● What you need to do
• 1. From the forum thread on distributor rebuilding, list every person named by first name.
• 2. Answer these from the forum thread on distributor rebuilding:
(a) What is the part number of the Mr. Gasket spring kit suggested?
(b) What end clearance range does Delco-Remy specify for all tach drive distributors?
(c) At what clearance was the tach drive and TI distributor in the final post factory shimmed?
• 3. Render this sentence from the forum thread on distributor rebuilding in Spanish: "The bushings are good with no side play, and all the other parts look good."

● Source document
Since the distributor is out I suggest you do a "blueprint overhaul", which is easy as long as the housing bushings don't need to be replaced (They are okay if there is virtually no side play.) The disassembly procedure is in the 1963 Corvette Shop Manual and '66 and later COMs. Be sure when you install the gear with the dimple on the side is pointing the same direction as the rotor tip. This is not stated in the procedure, but can lead to all kinds of issues if it's not installed correctly.

Carefully remove the tiny wavy c-clip that secures the stationary pole piece (breaker plate on a point distributor) and also carefully remove the grease well seal without damaging it so it can be reused.

While you're at it buy a Mr. Gasket 928G spring kit to bring the lazy OE centrifugal in earlier. I believe the black springs are lightest, but some say the gold are. Depending on your actual CR and available fuel octane you should be able to bring it all in by 3000-3500 without detonation.

Another issue is distributor installation, which usually begins with improper removal. Prior to removing, the balancer notch should be set at whatever initial timing number (NOT TDC) you use, BTC #1 compression stroke. If you did't do so, do it now. Also make sure the wires are indexed on the cap per the CSM. Proper distributor installation and static timing the engine have been described here and on the Corvette Forum by both me and Lars many times.

https://www.forums.ncrs.org/forum/te...print-overhaul

https://www.forums.ncrs.org/forum/te...tor-spring-kit

Duke

Thanks Duke, great explanation about why shimming is important. I will shoot for .005”. I do see that spec in the 63 manuals but I’m working on a 69 and I could not find that in either the 69 service or overall manual… I may have missed it. The 69 service manual describes the distributor disassembly but has very little information. Reassembly is described as “reverse order of disassembly”, and that’s all you get. Earlier manuals were better!

The bushings are good with no side play, and all the other parts look good. One more question, do you have a favorite lube for the grease well? A moly assembly lube maybe?

Jeff----

I'll mention something I've mentioned before:

The Delco-Remy spec for end clearance of all tach drive distributors is 0.030"-0.056". That spec is found on the original drawings for the distributors. This is why clearance in that range (usually in the middle of that range) is found on original, long-serving distributors removed from Corvette engines. It's NOT because they have worn to that clearance.

I have several NOS Corvette tach drive distributors [none for sale]. All have clearance just about in the middle of the aforementioned range.

Note that the specified range has both an upper and LOWER limit so it's not as if this range was established primarily to provide manufacturing "flexibility". If that were the intention, they could have provided even more manufacturing flexibility by specifying the range at 0.001"-0.056". But, they did not.

Personally, I follow the Delco-Remy spec. I have no idea why the 1963 CSM specifies 0.002"-0.007". However, as you have found (and as I have also found from prior research) that spec is not found in later editions of the CSM. The fact that it was apparently dropped may, itself, imply something.

This is a very good point Joe, and it’s been stuck in the back of my mind as I approach this. My distributor is a tach drive and TI and was factory shimmed at .048”. Almost right in the middle of the Delco-Remy spec. I would also think that at this point in production the factory would have it right. And as you say, it’s definitely not wear, it was built that way. I too have had multiple tach drive distributors with this larger tolerance, and have never seen an original tach drive distributors shimmed in the .002-.007 range. I remember making the decision on my 63 and 64 restorations to leave the clearance at the factory delivered tolerance of roughly .05. My intention was to do that this time also… this thread started about the vacuum advance and worked its way into the other aspects of a distributor rebuild, which is thought provoking.

● Information shown

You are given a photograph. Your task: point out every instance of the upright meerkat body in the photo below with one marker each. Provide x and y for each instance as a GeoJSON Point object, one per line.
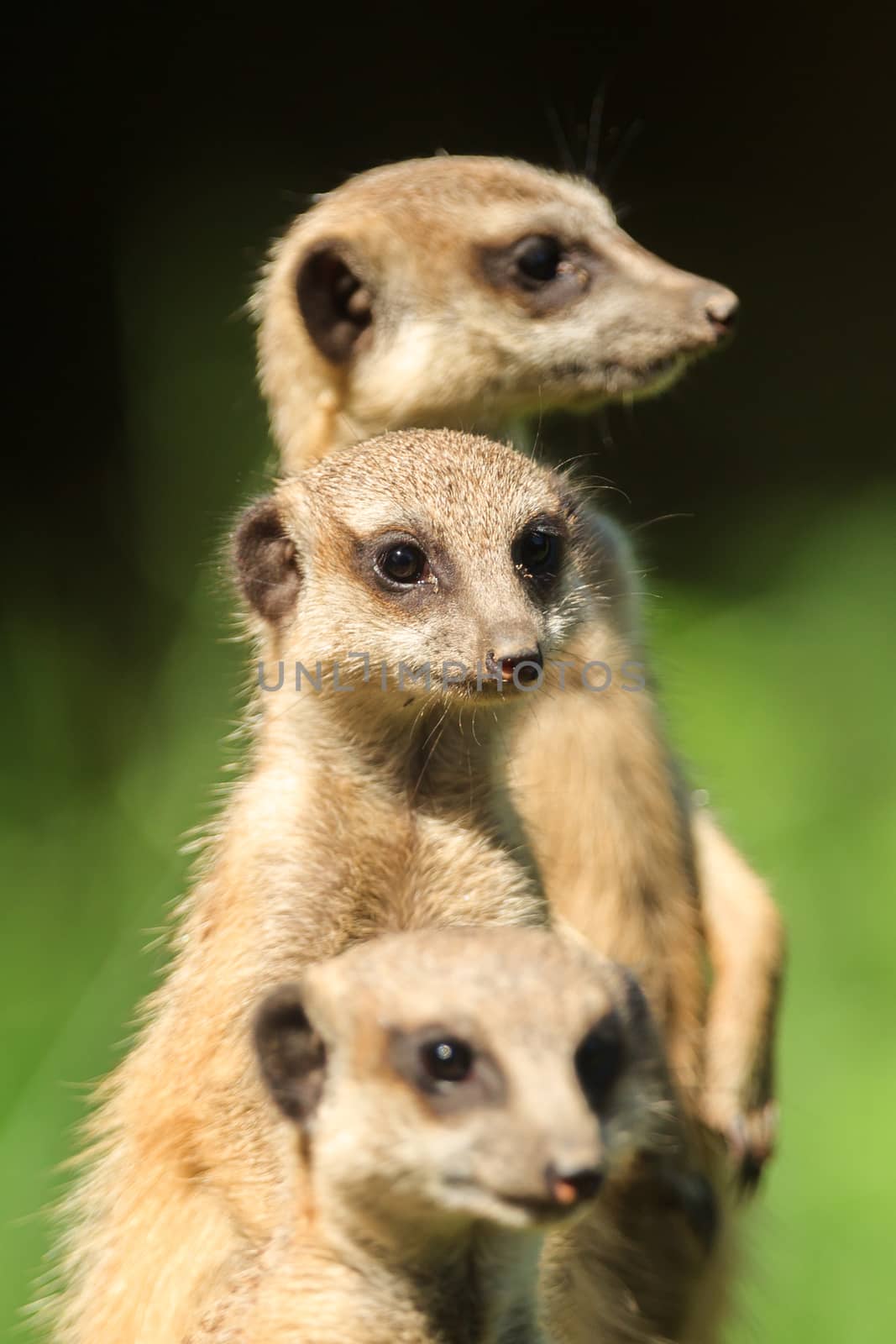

● Solutions to each task
• 1. Duke, Jeff, Lars, Joe

• 2.
(a) 928G
(b) 0.030"-0.056"
(c) .048"

• 3. Los bujes están bien, sin juego lateral, y todas las demás piezas se ven bien.